Stored entries
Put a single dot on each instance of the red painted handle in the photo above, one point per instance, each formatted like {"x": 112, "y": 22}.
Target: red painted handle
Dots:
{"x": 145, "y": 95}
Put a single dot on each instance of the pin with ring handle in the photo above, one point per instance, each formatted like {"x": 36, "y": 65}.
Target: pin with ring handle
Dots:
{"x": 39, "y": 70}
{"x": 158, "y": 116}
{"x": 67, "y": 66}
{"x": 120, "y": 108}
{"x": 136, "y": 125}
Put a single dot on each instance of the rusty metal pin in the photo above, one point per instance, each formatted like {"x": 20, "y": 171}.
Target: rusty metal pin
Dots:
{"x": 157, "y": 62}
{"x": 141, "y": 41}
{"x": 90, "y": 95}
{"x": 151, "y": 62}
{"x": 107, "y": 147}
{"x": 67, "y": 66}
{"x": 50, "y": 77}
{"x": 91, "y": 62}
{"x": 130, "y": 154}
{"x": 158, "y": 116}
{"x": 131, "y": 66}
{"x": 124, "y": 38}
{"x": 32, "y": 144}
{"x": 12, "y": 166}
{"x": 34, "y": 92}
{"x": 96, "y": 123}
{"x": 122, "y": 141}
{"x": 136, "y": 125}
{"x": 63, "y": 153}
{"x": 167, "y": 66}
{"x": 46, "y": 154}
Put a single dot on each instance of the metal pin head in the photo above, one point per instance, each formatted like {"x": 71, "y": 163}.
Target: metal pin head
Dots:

▶ _REQUIRED ACTION_
When a line in the records holds the string "handle", copy that line.

▶ _ANSWER TO THIS PROBLEM_
Put a single dot on each instance of the red painted handle in the photo above, one point per instance, each formatted like {"x": 112, "y": 22}.
Target: red painted handle
Put a single dot on each instance of the pin with ring handle in the photo above, one point per instance, each formatted like {"x": 36, "y": 65}.
Target: pin with ring handle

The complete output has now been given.